===== STORED RECORDS
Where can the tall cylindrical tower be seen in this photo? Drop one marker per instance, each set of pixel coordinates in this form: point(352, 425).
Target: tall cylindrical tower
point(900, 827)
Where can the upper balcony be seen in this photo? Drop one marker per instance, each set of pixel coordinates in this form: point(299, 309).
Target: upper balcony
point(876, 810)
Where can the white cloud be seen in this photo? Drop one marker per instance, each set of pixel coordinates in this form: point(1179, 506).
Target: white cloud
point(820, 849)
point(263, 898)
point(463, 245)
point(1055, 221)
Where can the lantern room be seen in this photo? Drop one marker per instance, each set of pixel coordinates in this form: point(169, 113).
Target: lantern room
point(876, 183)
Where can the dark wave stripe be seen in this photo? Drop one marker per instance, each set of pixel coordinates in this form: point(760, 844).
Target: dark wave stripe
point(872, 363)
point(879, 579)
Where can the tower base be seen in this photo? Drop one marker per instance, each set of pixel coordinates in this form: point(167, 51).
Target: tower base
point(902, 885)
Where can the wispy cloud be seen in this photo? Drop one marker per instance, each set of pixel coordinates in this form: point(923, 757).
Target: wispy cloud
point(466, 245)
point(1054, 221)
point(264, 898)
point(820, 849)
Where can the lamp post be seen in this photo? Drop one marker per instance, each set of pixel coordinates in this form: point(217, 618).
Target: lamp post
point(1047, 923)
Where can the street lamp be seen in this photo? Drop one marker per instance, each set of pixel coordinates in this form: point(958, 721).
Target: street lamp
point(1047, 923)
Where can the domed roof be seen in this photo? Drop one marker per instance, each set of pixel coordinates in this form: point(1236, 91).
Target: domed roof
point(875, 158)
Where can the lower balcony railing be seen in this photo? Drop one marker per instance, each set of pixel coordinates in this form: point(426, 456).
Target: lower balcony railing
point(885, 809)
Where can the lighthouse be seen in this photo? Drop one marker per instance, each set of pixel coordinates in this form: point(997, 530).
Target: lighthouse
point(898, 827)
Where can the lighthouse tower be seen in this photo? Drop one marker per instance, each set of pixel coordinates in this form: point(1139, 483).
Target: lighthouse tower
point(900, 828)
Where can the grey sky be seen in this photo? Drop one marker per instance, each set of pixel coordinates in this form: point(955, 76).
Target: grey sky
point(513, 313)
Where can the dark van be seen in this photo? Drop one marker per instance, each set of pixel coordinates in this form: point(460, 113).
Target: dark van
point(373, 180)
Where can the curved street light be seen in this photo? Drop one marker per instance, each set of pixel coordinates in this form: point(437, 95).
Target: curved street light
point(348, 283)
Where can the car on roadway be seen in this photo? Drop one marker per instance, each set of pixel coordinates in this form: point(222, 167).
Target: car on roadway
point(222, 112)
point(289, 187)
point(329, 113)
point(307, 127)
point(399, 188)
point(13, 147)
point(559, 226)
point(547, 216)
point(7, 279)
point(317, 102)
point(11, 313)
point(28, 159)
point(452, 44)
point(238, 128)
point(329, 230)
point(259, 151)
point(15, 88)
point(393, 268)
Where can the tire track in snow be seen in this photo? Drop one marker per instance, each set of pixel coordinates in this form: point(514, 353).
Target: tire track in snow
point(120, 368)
==========
▶ **WHAT TO WORK ON**:
Reproduce the stretch from the start of the records through the line containing "point(879, 579)", leaving the requests and their format samples untouched but scaling every answer coordinate by 1.05 and rounding to the nearest whole number, with halves rounded up.

▶ **PROBLEM SOLUTION**:
Where can the tall cylindrical tower be seen in this photo? Drop one marker per instance, each set of pixel coordinates in this form: point(352, 425).
Target: tall cylindrical tower
point(945, 868)
Where can the upper balcony be seen in this photo? Drop one marker per instance, each set of pixel coordinates in this form: point(299, 309).
Target: upper balcony
point(920, 851)
Where can the white cloud be seen in this photo? Drop one marker per instance, each set of pixel coordinates in this form: point(1179, 506).
Target: white cloud
point(861, 891)
point(276, 943)
point(486, 257)
point(1108, 232)
Where can the lantern room be seen in this photo? Drop one marker per instance, each set of pixel coordinates in this form: point(169, 113).
Target: lantern room
point(920, 192)
Where can the dark wave stripe be seen in this photo? Drop one marker per instance, each set of pixel coordinates in this form: point(760, 844).
Target: dark wave stripe
point(916, 381)
point(923, 608)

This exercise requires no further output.